PASSAGE FOR REVIEW:

PP: The number one argument is that funding for AIDS works, is saving lives, and has shown high return on investments. The needs are there. Just take treatment–close to 4 million are now on antiretrovirals today, but still about 8 million need it. Also, we are so far better equipped to spend the money before. Initially, systems had to be developed, labs established, people trained. Delivering the goods is now cheaper because we have made the initial investments.
How could the global financial crisis affect programmes?
Photo:UNAIDS/ GirardinPP: If there’s a decline in funding, the return on the investment will be much less. Postponing action just increases the bill later on. I worry now that governments will cut the social sector
first. That is often the experience in economic downturns. In Japan, after their financial crisis in 1990, they cut development assistance by 60%. And without ODA, without The Global Fund, the
heavily AIDS–affected and poorest countries won’t be able to run their AIDS programmes.
In developing countries, governments may have less income. They may have fewer remittances, less private direct investments. That means more people will be vulnerable, and could lead to an increase in sex work. We don’t know this will happen. But it’s something I’m very concerned about.
You often describe yourself as an activist. What is your grade for activists over the past several years? Where have they succeeded? Failed?

AVAILABLE DATA:
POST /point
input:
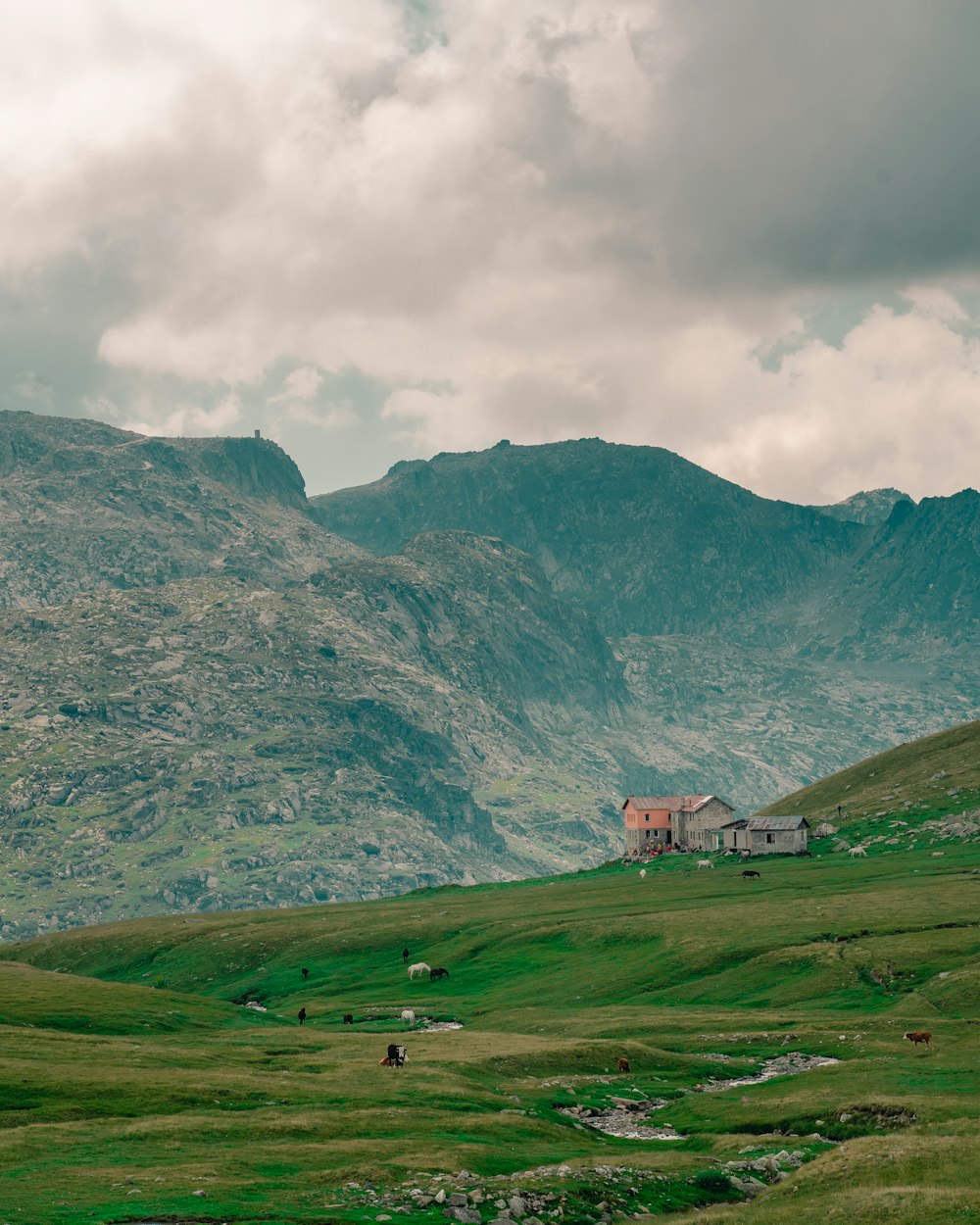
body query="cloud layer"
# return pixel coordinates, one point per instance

EXERCISE PROMPT:
Answer from the interview on AIDS funding:
1. About how many people are on antiretrovirals today, and about how many still need them?
2. By what percentage did Japan cut development assistance after its 1990 financial crisis?
3. What two outcomes does the speaker link to reduced income, remittances and private investment in developing countries?

COMPLETED TASK:
1. Close to 4 million are on antiretrovirals, and about 8 million still need them.
2. By 60%.
3. More people becoming vulnerable, and a possible increase in sex work.